## WHAT YOU WILL DO
Please retype the data in full and exactly; the pictures are not part of the copy.

## ENTRIES SHOWN
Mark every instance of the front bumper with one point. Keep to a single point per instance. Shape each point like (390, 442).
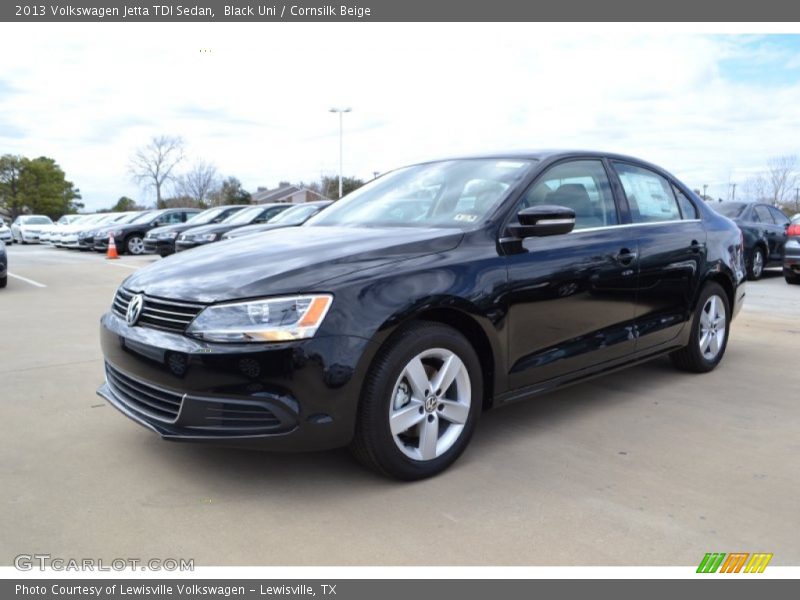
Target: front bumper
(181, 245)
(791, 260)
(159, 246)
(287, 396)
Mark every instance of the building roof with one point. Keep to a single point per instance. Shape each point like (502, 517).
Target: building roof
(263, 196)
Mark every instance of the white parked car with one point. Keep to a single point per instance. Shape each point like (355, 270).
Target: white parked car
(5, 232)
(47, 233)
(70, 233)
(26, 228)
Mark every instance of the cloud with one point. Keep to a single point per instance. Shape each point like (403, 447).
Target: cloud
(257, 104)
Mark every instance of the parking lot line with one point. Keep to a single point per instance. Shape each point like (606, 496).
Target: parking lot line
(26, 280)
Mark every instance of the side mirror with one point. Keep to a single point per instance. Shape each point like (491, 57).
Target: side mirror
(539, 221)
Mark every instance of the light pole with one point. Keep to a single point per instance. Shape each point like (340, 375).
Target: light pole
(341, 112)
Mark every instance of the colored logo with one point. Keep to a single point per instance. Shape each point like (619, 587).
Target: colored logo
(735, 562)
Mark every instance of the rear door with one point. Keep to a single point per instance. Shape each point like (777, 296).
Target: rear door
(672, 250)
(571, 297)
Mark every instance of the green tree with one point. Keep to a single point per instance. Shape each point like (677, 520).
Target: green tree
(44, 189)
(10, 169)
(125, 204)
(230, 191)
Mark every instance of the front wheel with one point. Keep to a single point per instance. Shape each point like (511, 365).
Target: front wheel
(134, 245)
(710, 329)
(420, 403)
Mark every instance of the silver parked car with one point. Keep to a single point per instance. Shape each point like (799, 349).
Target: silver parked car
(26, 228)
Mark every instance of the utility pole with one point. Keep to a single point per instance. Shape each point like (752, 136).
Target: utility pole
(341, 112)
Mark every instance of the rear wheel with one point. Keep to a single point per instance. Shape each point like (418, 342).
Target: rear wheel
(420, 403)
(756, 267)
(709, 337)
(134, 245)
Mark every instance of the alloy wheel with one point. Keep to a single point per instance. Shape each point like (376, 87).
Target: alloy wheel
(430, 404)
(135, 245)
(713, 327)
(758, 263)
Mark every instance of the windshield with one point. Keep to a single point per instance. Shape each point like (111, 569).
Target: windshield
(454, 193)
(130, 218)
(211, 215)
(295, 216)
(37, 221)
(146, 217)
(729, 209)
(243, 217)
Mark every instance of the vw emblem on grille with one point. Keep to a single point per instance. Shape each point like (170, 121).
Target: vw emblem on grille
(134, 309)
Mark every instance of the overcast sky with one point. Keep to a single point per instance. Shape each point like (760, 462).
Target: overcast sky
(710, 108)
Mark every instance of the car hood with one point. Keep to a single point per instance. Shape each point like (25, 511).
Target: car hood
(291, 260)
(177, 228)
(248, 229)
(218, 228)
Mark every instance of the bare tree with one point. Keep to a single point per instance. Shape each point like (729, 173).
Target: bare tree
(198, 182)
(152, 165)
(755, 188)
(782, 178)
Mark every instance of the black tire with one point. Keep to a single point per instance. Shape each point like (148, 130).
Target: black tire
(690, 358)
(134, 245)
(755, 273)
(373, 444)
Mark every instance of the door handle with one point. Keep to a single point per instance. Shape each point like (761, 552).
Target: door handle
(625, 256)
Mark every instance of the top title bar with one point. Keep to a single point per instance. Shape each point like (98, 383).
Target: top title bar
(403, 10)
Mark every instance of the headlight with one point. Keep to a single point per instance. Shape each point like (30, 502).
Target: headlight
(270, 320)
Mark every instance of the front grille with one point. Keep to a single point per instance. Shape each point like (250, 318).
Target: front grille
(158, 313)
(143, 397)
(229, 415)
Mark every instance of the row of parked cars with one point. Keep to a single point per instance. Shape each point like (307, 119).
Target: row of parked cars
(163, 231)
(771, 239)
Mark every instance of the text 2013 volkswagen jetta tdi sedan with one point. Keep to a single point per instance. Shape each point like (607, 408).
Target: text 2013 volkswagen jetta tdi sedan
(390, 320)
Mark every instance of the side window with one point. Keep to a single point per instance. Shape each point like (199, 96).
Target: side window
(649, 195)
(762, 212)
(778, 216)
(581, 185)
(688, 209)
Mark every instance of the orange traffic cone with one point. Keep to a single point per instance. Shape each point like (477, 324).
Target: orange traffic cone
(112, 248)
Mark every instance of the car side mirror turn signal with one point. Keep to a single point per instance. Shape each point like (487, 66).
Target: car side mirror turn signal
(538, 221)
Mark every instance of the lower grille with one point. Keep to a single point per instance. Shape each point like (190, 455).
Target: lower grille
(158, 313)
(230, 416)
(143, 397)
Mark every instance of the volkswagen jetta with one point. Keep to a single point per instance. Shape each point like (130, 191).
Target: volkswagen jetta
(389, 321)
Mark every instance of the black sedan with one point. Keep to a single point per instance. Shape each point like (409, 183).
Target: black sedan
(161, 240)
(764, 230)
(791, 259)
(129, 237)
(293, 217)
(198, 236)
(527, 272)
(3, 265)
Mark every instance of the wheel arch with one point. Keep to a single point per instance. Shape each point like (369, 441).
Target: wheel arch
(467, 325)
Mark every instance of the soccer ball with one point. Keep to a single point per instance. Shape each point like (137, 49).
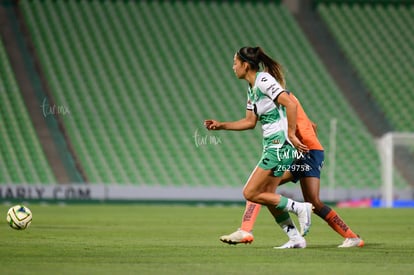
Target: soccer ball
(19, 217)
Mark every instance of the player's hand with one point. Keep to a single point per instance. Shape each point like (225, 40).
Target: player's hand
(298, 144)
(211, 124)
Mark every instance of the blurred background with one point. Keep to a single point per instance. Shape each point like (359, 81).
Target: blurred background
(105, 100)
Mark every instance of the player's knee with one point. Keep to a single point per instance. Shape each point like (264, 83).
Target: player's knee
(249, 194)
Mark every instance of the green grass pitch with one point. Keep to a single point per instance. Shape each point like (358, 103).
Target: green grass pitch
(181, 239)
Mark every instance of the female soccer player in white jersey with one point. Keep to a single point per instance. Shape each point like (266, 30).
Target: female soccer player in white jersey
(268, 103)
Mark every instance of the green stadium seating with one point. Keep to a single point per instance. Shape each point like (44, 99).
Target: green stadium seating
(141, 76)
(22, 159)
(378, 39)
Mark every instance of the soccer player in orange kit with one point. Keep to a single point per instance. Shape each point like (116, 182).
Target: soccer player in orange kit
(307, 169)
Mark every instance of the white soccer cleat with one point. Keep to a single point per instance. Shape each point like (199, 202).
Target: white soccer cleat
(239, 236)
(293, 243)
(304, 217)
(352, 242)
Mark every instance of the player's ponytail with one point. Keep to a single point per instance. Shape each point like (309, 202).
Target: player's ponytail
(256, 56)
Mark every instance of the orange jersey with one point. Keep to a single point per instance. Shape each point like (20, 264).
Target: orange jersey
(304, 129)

## CORRECT ANSWER
Mark every instance of the front bumper with one point. Keep to a single point per instance. Shape each point like (390, 442).
Target: front bumper
(181, 245)
(791, 260)
(159, 246)
(287, 396)
Mark every instance of the building roof with one point. Keep to a single point per instance. Shape each point like (502, 517).
Target: building roof
(263, 196)
Mark every instance of the white parked car with one point. Keep to a single point per instance. Shape each point like (355, 270).
Target: white parked car
(5, 232)
(47, 233)
(70, 233)
(26, 228)
Mark every instance of the cloud with one point. Keep to a single point per instance. Shape each point like (403, 447).
Target: cloud
(257, 104)
Mark every instance of the parking lot line with one point. Keep to a single point per instance. Shape each point like (606, 496).
Target: parking lot line
(26, 280)
Mark every instance of the side mirror with one point. Keep to a single point per instance. Shape each point like (491, 57).
Target: side mirror
(539, 221)
Mark every instance of the light pole with one point. Keep to a single point per instance. Shape each point like (340, 375).
Target: light pole
(341, 112)
Mark every instance of the colored logo with one point. Keep to a single point per instance. Shape each point like (619, 587).
Target: colored logo
(735, 562)
Mark every instance of the rear door with one point. Keep to a single point per instance. Shape each point like (777, 296).
Target: rear door
(672, 250)
(571, 297)
Mark every instance of the green tree with one point. Keep to a single point per instance. Shape each point like (677, 520).
Target: green tree
(44, 189)
(10, 169)
(125, 204)
(230, 191)
Mark every instance of the front wheel with one point. Keep to a single point per instance. Shape each point like (511, 365).
Target: front wheel
(134, 245)
(710, 329)
(420, 403)
Mark every instance of the silver parked car with one point. Keep to a single point per instance. Shape each point like (799, 349).
Target: silver parked car
(26, 228)
Mark every instance of the utility pole with one point. Keep to a single point per instance. Shape each point like (752, 136).
Target: utility pole
(341, 112)
Mark every instance of the rear wheel with one point. Keep to a single point per instance. Shape each point like (418, 342).
Target: rear wheel
(420, 403)
(756, 267)
(709, 337)
(134, 245)
Mark every instance of the alloy wheel with one point. Keep to a single point per instance. Shape each point like (376, 87).
Target: alloy wheel
(430, 404)
(135, 245)
(713, 327)
(758, 263)
Mark every instance of the windshield with one point. Keep to a single point per instance. Shape each point like (111, 569).
Target: windshield
(454, 193)
(130, 218)
(211, 215)
(295, 216)
(37, 221)
(146, 217)
(729, 209)
(243, 217)
Mark every instance of the vw emblem on grille with one point. Keep to a single point per instance. Shape each point like (170, 121).
Target: vw emblem on grille
(134, 309)
Mark every instance of the overcast sky with one point. Keep to a single point per instance. Shape each point like (760, 462).
Target: overcast sky
(710, 108)
Mark every instance of the car hood with one point. Keep to a single point per instance. Shape each point like (25, 511).
Target: car hood
(291, 260)
(177, 228)
(248, 229)
(218, 228)
Mark every instance of the bare tree with one point. Keep to a single point per instance. Shape each point like (729, 173).
Target: bare tree
(198, 182)
(152, 165)
(755, 188)
(782, 178)
Mark every instance of the black tire with one point. Keep to a single point per instance. Shape each point like (148, 130).
Target: black tire
(690, 358)
(134, 245)
(755, 273)
(373, 444)
Mark every instance of the door handle with one point. Keep to a single point per instance. Shape each point like (761, 552).
Target: door handle
(625, 256)
Mark every instance of the top title bar with one point. Keep to a single point per instance. Shape each point like (98, 383).
Target: top title bar
(403, 10)
Mark every instance of the headlight with one point. Keep to a single point per instance. Shape each point like (30, 502).
Target: headlight
(270, 320)
Mark every instance of the front grille with one point. Keep to a single point per instance. Shape each point like (250, 318).
Target: front grille
(158, 313)
(143, 397)
(229, 415)
Mark every instance of the row of parked cars with one point. Keep to a single point per instance. Shape each point like (307, 119).
Target: row of parked cars
(163, 231)
(771, 239)
Mark every instance of the text 2013 volkswagen jetta tdi sedan with one point. Keep to a single point per instance. Shape each point like (607, 408).
Target: text 2013 volkswagen jetta tdi sedan
(390, 320)
Mark every instance of the side window with one point. Keep to a single point per instance. Shape each point like (199, 96).
Target: side window
(649, 195)
(762, 212)
(778, 216)
(581, 185)
(688, 209)
Mark every instance of the orange traffic cone with one point. Keep to a single point per instance. Shape each point like (477, 324).
Target: orange traffic cone
(112, 248)
Mark every instance of the car side mirror turn signal with one point. Keep to a single point per instance. Shape each point like (487, 66).
Target: car side mirror turn signal
(538, 221)
Mark every instance of the lower grille with one point. Keep to a single point per instance. Shape each point like (190, 455).
Target: lower grille
(158, 313)
(230, 416)
(143, 397)
Mark every instance of the volkswagen jetta with one point. Keep to a single point per instance. Shape each point like (130, 191).
Target: volkswagen jetta
(389, 321)
Mark every instance of the black sedan with one point. Keep to a single point per instance. Shape each point like (409, 183).
Target: black sedan
(161, 240)
(764, 230)
(791, 259)
(129, 237)
(293, 217)
(198, 236)
(527, 272)
(3, 265)
Mark every instance of the wheel arch with one point. Keep to a single point per instance. Shape each point like (369, 441).
Target: wheel arch
(467, 325)
Mark every instance of the soccer ball with one point. Keep to a single point per instance. Shape each point like (137, 49).
Target: soccer ball
(19, 217)
Mark every instance of the player's hand with one point. Keep to a single point per instance. Shape each point like (225, 40).
Target: player's hand
(298, 144)
(211, 124)
Mark every instance of the blurred background with one point. Keep to a single point per instance. Shape each point like (359, 81).
Target: blurred background
(105, 100)
Mark every instance of the player's knee with one point. Keep to a single point per instance. Shape each point like (264, 83).
Target: player's knee
(249, 194)
Mark every instance of the green grass pitch with one point. Keep to a single point per instance. Shape each point like (358, 103).
Target: green grass pitch
(181, 239)
Mark every instance of the female soccer player in white jersey with one point. Keep to a single point per instance. Shape each point like (266, 30).
Target: female soccer player in white jersey
(268, 103)
Mark every instance of the green stadium seating with one point. Keep to a single point per instance. Shape each point like (44, 99).
Target: green stadium seating
(141, 76)
(22, 159)
(378, 39)
Mark every instance of the soccer player in orange kit with one point. Keep to a single point per instance. Shape each point like (116, 182).
Target: soccer player in orange kit
(307, 169)
Mark every instance of the white soccer cleat with one point. Keep to a single point per instance. Shape each point like (199, 202).
Target: white soccer cleat
(239, 236)
(293, 243)
(304, 217)
(352, 242)
Mark every instance of the player's ponytail with one point. Keep to a single point per instance. Shape each point like (309, 202).
Target: player's ponytail
(256, 56)
Mark every instance of the orange jersey with one point. Keep to a single point per instance. Shape each point like (20, 264).
Target: orange jersey
(304, 129)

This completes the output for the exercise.